Today I finally understood that I’m a prisoner.  I’ve been kidnapped and thrown into a silent, locked room. I’m given coffee to sustain me; nondescript food is shoved at me once in a while. The most shocking thing about this incarceration is that I’m beginning to feel that isolation is normal, at times even so comfortable that I don’t spring for the door when it opens and offers freedom. The Stockholm Syndrome comes to mind. My jailors have become my friends even as they demand more and more from me, whispering, slipping notes into my computer.  Do this, finish that, stop dawdling, get a grip, write that synopsis, call that bookshop, get that press release shaped up. Now.
I am being held prisoner by countless pages of advice, warnings, and annoyingly cheerful, uplifting stories of others who have gone through this and come out successful, selling their books as fast as the POD company can put them out.  And, just as worrisome are the other reports written by soreheads kvetching about monster publishers and corrupt earning reports. Upon reading them, fright overwhelms, pinning me to my desk.
Now, in my still, coffee-scented cell, I sit at my computer, gathering whatever courage I have left, and I feel the lashes of the twenty-point marketing plan in front of me. I’ve checked off two items:  set a launch date and change my picture on the Amazon author page.  When I finish, I am encouraged. This might be doable, I think.  However, following this optimistic moment, I send out tens of requests for reviews, set dates for giving lucky persons free books, and blog my fingertips sore, making succinct and erudite remarks on other writers’ posts, hoping to make helpful contacts. And I’ve had no replies.  None.
So, why don’t I stop? Shut down Firefox. Call it a night. Retreat to the novel at the side of my bed. Because  I’ve got a bad case of S.S.  I am beyond thinking of anything else I might do or any reason to give up the dream that has enveloped my life.  Me and Patti Hearst, learning to love our captors, both doomed to rob a bank.
Well, maybe not a bank in my case, but maybe my retirement account.  It wouldn’t really be stealing, would it? Just borrowing until I make it big after hiring an expert publicist who knows what she’s doing? Perhaps then I’ll manage to recover my senses, run through that open door and head straight to Edith, my patient heroine who waits for me in the bottom drawer of my desk.

**Recorded information:**

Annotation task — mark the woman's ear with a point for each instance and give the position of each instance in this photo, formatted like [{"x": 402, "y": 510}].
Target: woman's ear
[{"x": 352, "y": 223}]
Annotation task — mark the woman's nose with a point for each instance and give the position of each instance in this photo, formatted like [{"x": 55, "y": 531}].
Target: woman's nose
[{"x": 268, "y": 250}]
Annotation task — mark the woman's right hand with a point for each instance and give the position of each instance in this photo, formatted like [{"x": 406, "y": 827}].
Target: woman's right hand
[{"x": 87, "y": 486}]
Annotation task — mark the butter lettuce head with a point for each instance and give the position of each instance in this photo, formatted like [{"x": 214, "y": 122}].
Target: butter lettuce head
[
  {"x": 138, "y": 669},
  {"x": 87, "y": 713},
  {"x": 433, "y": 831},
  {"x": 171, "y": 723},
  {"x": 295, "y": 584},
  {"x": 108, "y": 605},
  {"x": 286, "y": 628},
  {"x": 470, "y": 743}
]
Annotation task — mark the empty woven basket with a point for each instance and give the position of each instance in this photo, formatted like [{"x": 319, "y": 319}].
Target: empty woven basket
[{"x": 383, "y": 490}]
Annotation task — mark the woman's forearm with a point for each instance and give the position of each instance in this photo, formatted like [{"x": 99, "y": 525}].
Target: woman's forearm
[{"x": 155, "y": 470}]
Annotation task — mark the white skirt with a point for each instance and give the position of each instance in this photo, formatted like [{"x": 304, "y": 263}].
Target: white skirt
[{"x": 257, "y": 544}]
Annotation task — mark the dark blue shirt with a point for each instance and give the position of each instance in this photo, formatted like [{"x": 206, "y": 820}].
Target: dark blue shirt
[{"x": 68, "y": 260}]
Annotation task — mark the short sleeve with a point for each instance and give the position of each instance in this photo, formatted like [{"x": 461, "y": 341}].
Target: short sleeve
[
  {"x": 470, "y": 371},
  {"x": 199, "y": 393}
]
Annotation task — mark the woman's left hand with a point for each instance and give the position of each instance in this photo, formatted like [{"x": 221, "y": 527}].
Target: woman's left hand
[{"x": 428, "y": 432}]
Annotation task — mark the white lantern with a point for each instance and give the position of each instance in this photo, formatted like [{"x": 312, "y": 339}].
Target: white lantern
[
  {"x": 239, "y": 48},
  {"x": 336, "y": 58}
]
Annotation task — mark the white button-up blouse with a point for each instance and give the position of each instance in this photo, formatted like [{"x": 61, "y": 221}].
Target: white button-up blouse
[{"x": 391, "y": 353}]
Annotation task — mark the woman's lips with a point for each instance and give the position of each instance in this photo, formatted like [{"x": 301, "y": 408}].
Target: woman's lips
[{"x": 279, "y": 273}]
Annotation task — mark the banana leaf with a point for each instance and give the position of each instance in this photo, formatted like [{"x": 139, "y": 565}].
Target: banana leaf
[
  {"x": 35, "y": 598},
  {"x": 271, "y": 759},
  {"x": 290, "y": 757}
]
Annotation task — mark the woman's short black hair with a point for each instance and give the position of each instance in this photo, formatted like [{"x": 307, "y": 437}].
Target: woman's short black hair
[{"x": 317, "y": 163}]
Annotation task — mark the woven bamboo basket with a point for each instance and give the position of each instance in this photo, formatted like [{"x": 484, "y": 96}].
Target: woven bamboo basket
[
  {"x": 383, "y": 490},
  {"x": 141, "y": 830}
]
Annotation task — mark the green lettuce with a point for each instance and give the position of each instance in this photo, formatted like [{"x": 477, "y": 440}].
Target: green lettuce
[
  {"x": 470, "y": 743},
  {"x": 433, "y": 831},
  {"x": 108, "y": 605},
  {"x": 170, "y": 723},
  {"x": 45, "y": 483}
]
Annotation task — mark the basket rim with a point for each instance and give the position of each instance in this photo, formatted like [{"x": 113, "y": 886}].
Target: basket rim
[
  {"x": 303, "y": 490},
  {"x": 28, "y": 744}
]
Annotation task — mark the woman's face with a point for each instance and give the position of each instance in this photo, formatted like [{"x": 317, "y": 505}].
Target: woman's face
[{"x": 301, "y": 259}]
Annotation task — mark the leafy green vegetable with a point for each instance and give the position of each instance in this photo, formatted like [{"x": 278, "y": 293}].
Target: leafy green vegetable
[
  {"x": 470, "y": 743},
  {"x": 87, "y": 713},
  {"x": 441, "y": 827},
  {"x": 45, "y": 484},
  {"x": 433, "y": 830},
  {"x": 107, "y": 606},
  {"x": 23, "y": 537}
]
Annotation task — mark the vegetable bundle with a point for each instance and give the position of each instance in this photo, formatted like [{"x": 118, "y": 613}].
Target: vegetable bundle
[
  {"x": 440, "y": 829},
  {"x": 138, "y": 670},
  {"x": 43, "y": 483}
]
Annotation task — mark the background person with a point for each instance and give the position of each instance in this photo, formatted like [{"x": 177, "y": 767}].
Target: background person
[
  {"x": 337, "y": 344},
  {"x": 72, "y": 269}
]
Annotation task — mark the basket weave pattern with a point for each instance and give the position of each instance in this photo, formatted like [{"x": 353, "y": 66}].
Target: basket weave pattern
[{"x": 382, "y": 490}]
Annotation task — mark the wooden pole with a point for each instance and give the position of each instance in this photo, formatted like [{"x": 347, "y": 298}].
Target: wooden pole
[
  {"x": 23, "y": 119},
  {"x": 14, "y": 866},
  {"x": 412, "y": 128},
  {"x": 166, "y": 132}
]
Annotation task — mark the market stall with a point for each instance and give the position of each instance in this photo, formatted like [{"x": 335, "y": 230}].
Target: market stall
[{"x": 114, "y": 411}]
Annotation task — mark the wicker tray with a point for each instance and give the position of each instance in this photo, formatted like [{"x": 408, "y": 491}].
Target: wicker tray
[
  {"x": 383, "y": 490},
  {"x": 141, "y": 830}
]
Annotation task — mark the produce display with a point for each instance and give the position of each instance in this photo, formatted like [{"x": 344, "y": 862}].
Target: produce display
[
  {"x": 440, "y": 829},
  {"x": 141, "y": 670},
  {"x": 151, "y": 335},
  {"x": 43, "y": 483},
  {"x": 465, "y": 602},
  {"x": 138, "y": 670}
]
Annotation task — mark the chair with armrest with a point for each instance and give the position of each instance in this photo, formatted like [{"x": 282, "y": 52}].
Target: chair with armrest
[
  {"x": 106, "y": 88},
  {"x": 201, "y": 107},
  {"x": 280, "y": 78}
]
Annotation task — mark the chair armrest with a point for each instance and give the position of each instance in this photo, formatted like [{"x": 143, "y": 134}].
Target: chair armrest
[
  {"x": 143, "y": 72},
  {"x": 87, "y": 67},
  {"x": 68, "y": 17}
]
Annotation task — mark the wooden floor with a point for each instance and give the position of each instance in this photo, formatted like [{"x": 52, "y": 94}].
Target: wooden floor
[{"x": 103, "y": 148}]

**Required action A:** In the prisoner passage, list in order every command that the jailors are said to whisper and slip into the computer.
**Required action B:** Retype the part of the prisoner passage starting with "Now, in my still, coffee-scented" and going on through "no replies.  None.", keeping every word and mark unchanged.

**Response box A:**
- Do this
- finish that
- stop dawdling
- get a grip
- write that synopsis
- call that bookshop
- get that press release shaped up

**Response box B:**
Now, in my still, coffee-scented cell, I sit at my computer, gathering whatever courage I have left, and I feel the lashes of the twenty-point marketing plan in front of me. I’ve checked off two items:  set a launch date and change my picture on the Amazon author page.  When I finish, I am encouraged. This might be doable, I think.  However, following this optimistic moment, I send out tens of requests for reviews, set dates for giving lucky persons free books, and blog my fingertips sore, making succinct and erudite remarks on other writers’ posts, hoping to make helpful contacts. And I’ve had no replies.  None.